Exercise: All of the records should be given back exactly and in full.

[Stored data entries]
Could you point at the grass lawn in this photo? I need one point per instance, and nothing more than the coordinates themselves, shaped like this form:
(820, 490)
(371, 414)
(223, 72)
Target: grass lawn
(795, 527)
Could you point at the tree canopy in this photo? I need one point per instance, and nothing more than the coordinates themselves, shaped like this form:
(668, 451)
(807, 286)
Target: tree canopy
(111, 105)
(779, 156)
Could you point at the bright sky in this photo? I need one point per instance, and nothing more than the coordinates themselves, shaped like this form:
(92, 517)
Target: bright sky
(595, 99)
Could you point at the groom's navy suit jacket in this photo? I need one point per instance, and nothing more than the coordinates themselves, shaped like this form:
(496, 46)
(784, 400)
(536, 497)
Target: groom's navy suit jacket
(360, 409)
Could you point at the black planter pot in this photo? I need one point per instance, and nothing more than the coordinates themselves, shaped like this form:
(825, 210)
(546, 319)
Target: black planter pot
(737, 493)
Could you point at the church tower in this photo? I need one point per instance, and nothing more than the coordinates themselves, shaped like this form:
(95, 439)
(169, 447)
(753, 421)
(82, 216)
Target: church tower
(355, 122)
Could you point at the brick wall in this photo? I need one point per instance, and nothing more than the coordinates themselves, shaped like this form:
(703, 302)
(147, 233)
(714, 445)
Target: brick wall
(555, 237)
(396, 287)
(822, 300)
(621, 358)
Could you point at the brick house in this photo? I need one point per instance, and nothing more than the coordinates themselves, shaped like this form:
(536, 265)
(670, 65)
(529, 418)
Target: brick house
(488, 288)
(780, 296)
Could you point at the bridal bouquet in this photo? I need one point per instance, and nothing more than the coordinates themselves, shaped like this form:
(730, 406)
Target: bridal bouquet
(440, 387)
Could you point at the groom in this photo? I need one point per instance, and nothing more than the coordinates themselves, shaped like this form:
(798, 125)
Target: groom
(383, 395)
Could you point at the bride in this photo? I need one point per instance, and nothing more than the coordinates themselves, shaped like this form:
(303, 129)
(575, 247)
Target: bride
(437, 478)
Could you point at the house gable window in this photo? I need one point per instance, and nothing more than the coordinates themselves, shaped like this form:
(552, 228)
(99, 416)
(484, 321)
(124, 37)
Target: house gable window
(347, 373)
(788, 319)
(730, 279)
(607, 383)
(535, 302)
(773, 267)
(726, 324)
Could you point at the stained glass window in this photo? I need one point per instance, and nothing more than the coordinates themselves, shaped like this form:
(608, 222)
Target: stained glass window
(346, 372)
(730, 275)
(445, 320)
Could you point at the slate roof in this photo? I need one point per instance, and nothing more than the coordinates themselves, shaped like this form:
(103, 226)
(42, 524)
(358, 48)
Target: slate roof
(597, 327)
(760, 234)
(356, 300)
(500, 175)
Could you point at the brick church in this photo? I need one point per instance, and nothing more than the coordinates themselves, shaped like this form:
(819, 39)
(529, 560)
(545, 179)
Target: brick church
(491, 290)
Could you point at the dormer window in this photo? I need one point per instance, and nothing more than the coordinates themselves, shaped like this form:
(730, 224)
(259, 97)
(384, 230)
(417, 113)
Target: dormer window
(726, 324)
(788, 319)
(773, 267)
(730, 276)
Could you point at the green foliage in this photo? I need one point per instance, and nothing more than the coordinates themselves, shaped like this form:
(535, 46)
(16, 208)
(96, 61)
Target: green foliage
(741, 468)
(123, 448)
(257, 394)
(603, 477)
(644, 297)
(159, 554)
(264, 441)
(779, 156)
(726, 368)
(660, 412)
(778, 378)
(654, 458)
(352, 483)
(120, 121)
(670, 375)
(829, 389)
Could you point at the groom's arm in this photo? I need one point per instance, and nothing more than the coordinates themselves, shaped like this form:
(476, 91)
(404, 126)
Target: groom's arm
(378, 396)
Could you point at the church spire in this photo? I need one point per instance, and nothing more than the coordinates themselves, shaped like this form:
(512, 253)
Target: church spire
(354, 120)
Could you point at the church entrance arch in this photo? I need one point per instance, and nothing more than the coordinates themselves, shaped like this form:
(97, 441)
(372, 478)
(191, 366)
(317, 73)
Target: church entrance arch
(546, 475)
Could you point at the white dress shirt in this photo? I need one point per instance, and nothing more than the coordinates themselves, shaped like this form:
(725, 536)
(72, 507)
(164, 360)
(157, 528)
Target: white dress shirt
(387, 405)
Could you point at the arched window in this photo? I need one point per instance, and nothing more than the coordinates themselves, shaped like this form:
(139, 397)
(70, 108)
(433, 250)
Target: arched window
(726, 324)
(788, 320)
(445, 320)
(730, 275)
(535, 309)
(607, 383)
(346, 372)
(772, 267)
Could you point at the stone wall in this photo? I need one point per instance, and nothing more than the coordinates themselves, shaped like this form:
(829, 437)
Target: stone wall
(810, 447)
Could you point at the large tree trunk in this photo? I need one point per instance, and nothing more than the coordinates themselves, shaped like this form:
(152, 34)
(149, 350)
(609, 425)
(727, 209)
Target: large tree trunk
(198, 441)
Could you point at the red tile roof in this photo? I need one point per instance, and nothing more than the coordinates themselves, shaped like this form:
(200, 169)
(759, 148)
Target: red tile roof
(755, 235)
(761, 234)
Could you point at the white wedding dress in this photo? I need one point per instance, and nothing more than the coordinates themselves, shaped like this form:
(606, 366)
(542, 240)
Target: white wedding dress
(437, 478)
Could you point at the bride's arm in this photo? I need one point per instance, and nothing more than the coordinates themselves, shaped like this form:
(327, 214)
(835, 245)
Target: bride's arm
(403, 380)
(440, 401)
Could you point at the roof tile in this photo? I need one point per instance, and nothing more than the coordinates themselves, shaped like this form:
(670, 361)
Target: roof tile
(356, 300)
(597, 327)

Response area:
Could you point at the grass lawn in this photo? I need one point per instance, and nothing more than the coordinates themselves, shaped like this form:
(820, 490)
(371, 414)
(223, 72)
Target: grass lawn
(795, 527)
Could you point at the tree canopy in this photo? I need one point per instance, and nothing more than the coordinates themselves, shaped like this form:
(668, 451)
(807, 286)
Target: tree canopy
(111, 105)
(779, 156)
Could you point at the bright sky in this photo? I need one point per instance, and nothing more than the coordinates themselves, shaped like this form:
(92, 517)
Target: bright sky
(595, 99)
Could you point at the groom's navy suit jacket in this photo? I need one point per instance, and nothing more than the coordinates themselves, shaped like this form:
(496, 46)
(784, 400)
(536, 497)
Target: groom's navy suit jacket
(360, 409)
Could you point at the black planter pot in this photo? I need one point per instance, and nothing more than the coordinates themselves, shaped like this form:
(825, 210)
(546, 319)
Target: black planter pot
(737, 493)
Could you point at the church tower in this photo? I need one point per instance, and nothing more than the coordinates themselves, shaped like this form:
(95, 439)
(169, 447)
(753, 421)
(82, 216)
Target: church tower
(355, 122)
Could you point at the brick wall in this photo? I need one point per instance, and nothing more than the coordinates themselves, shaped like this form:
(703, 302)
(147, 233)
(714, 445)
Target: brick wall
(555, 237)
(396, 287)
(822, 300)
(621, 358)
Could you point at the brick house in this photo? I need one point per instance, and nothing more than the coordinates themselves, shaped like this form:
(536, 265)
(670, 65)
(529, 418)
Target: brick house
(488, 288)
(780, 296)
Could you point at the bridal bouquet in this photo? I need one point per instance, and nothing more than the coordinates themselves, shaped like this form:
(730, 406)
Target: bridal bouquet
(440, 387)
Could you point at the groom in this photo? I need one point per instance, and nothing more than the coordinates themselves, shaped like this form:
(798, 125)
Target: groom
(383, 395)
Could you point at the bride in this photo? I need one point per instance, and nothing more than the coordinates themselves, shaped like this form:
(303, 129)
(575, 247)
Target: bride
(437, 478)
Could you point at the house gable window in this photo? I need one point per instance, and nothing more than the coordinates themselves, shaped like this form:
(552, 228)
(99, 416)
(484, 321)
(124, 37)
Target: house gable window
(347, 373)
(788, 319)
(730, 279)
(607, 383)
(535, 302)
(773, 267)
(726, 324)
Could you point at the stained glass window in this photo? I need one point per instance, and nothing more than the coordinates themselves, shaped like this form:
(608, 222)
Target: stained glass window
(346, 372)
(730, 275)
(445, 320)
Could you point at the slate roof in this photo? I need one point per instance, and nothing more than the coordinates themselves, shaped like this form:
(103, 226)
(42, 524)
(358, 48)
Target: slate roof
(597, 327)
(760, 234)
(356, 300)
(500, 175)
Could you point at the brick church in this photo? I need one point per instance, and nothing more than the coordinates themselves, shaped like this form:
(819, 39)
(529, 560)
(545, 179)
Target: brick church
(491, 290)
Could you point at the dormer window in this photo? I need one point per instance, and nothing more than the coordinates themselves, shaped like this form:
(730, 224)
(259, 97)
(384, 230)
(417, 113)
Target: dormer window
(726, 324)
(788, 319)
(773, 267)
(730, 276)
Could you point at the green foliage in this photo? I need one point per instance, and nothing more than the coordinates themselves, shaped like this form:
(535, 46)
(16, 208)
(96, 61)
Target: green foliage
(741, 468)
(123, 448)
(257, 394)
(603, 477)
(644, 297)
(159, 554)
(264, 441)
(779, 156)
(726, 368)
(660, 412)
(778, 378)
(654, 458)
(352, 483)
(120, 121)
(670, 375)
(829, 389)
Could you point at the groom's arm in this photo? I need one point per instance, and nothing more than the coordinates themselves, shaped like this form:
(476, 91)
(404, 126)
Target: groom's arm
(378, 396)
Could you point at the church spire in this photo? I need one point per instance, and nothing more than the coordinates themselves, shaped like this form:
(512, 253)
Target: church spire
(354, 120)
Could you point at the church entrance arch in this photo? I need one point per instance, and nothing more than the coordinates themselves, shaped like this form:
(97, 441)
(372, 478)
(191, 366)
(317, 73)
Target: church entrance arch
(546, 475)
Could you point at the white dress shirt in this photo? I need one point per instance, and nothing more than the coordinates themselves, shaped like this form:
(725, 536)
(72, 507)
(164, 360)
(157, 528)
Target: white dress shirt
(387, 405)
Could you point at the arched window in this photo? I need one point per instance, and nothing more than the coordinates themselves, shaped like this form:
(139, 397)
(70, 108)
(433, 250)
Target: arched window
(726, 324)
(788, 320)
(445, 320)
(730, 275)
(535, 309)
(607, 383)
(346, 372)
(772, 267)
Could you point at the stone wall in this photo? I need one point per instance, and nothing more than the coordinates themselves, shaped like this form:
(829, 437)
Target: stone wall
(810, 447)
Could you point at the large tree trunk in this photo? I need one point per instance, and nothing more than the coordinates themselves, shaped like this form:
(152, 34)
(149, 350)
(609, 425)
(727, 209)
Target: large tree trunk
(198, 441)
Could you point at the red tile roof in this photo? I need one point per instance, and nothing more than the coordinates themselves, shaped like this form:
(200, 169)
(759, 148)
Target: red tile roof
(755, 235)
(761, 234)
Could you point at the white wedding dress in this photo? I need one point per instance, and nothing more than the coordinates themselves, shaped like this form:
(606, 366)
(542, 240)
Target: white wedding dress
(437, 478)
Could you point at the bride's arm in this photo? I need one point per instance, and nothing more than the coordinates themselves, shaped like this form:
(327, 214)
(835, 245)
Target: bride's arm
(403, 380)
(440, 401)
Could you point at the roof tile in this photo? I need one point per instance, and nothing more than the coordinates themselves, shaped like this form:
(670, 361)
Target: roof tile
(356, 300)
(597, 327)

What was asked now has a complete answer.